AIM -
Turn every line of the records below into a numbered list, skipping any blank lines.

## begin RAW RECORDS

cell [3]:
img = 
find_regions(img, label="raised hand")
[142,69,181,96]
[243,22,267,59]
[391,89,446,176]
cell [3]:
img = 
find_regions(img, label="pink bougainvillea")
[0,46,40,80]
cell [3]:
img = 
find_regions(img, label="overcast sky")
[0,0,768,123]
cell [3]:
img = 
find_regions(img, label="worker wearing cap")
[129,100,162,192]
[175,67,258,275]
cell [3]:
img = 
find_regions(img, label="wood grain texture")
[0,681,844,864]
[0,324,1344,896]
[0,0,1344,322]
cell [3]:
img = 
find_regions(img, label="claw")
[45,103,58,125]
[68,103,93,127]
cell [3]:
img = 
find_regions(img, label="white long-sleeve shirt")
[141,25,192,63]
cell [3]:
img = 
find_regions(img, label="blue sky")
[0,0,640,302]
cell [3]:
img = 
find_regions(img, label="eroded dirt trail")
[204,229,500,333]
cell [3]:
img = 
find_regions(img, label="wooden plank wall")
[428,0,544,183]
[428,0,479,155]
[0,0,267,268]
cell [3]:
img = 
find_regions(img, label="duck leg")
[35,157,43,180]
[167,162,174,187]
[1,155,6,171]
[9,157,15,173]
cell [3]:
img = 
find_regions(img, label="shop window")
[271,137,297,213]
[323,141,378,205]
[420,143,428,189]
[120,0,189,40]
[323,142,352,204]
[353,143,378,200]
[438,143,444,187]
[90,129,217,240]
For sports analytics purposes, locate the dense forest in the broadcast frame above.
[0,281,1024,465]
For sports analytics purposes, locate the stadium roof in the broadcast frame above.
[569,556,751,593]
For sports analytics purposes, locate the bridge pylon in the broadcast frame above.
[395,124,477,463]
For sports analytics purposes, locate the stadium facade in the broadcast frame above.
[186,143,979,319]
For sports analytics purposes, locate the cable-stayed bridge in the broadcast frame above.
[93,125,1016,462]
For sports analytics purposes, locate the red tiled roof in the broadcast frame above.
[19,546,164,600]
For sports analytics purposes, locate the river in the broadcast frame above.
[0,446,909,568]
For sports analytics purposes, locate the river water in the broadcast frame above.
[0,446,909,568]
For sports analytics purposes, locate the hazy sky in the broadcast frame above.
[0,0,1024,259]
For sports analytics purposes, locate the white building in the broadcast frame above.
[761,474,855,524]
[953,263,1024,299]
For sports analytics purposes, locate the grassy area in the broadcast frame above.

## end RAW RECORDS

WRITTEN ANSWER -
1. cell [3]:
2. img = 
3. find_regions(img, label="raised hand")
4. [142,69,181,96]
5. [243,22,267,59]
6. [391,89,446,176]
7. cell [3]:
8. img = 
9. find_regions(img, label="pink bougainvillea")
10. [0,46,40,80]
11. cell [3]:
12. img = 
13. find_regions(img, label="overcast sky")
14. [0,0,768,123]
15. cell [3]:
16. img = 
17. find_regions(img, label="worker wearing cap")
18. [129,100,162,192]
19. [175,67,258,275]
20. cell [3]:
21. img = 
22. find_regions(img, label="wood grain texture")
23. [0,681,844,864]
24. [0,324,1344,896]
25. [0,0,1344,322]
26. cell [3]:
27. img = 
28. find_regions(img, label="claw")
29. [45,103,58,125]
30. [68,103,93,127]
31. cell [3]:
32. img = 
33. find_regions(img, label="white long-sleeve shirt")
34. [141,25,192,63]
35. cell [3]:
36. img = 
37. find_regions(img, label="blue sky")
38. [0,0,640,302]
39. cell [3]:
40. img = 
41. find_regions(img, label="eroded dirt trail")
42. [204,229,500,333]
43. cell [3]:
44. img = 
45. find_regions(img, label="wooden plank wall")
46. [428,0,544,183]
47. [428,0,479,155]
48. [0,0,267,268]
49. cell [3]:
50. img = 
51. find_regions(img, label="duck leg")
52. [35,157,43,180]
53. [167,162,174,187]
54. [1,155,6,171]
55. [9,157,15,173]
56. cell [3]:
57. img = 
58. find_regions(img, label="shop window")
59. [271,137,297,213]
60. [323,141,378,205]
61. [420,143,428,189]
62. [120,0,189,40]
63. [323,142,352,204]
64. [353,143,378,200]
65. [438,143,444,187]
66. [90,129,217,240]
67. For sports analytics purposes, locate the dense forest in the broadcast frame above.
68. [0,281,1024,465]
69. For sports analytics purposes, locate the stadium roof in the broadcast frame above.
70. [569,556,751,593]
71. For sports analytics purposes, locate the bridge pylon in the broadcast frame above.
72. [395,124,477,463]
73. For sports analytics purposes, locate the stadium facade in the broadcast frame above.
74. [186,143,979,319]
75. For sports analytics purposes, locate the cable-stayed bridge in the broadcast frame above.
76. [93,125,1016,462]
77. For sports analytics purposes, locate the red tiled roof in the broadcast frame above.
78. [19,546,164,600]
79. For sports analytics purposes, locate the river in the broadcast frame above.
80. [0,446,909,568]
81. For sports analytics purposes, locate the river water in the broadcast frame above.
82. [0,446,909,568]
83. For sports analytics purposes, locate the hazy sky in the broadcast frame above.
84. [0,0,1024,259]
85. For sports analytics purposes, locate the white building in the broadcast frame above.
86. [761,474,855,524]
87. [953,263,1024,299]
88. For sports analytics purposes, locate the grassy area in the broadcast frame above.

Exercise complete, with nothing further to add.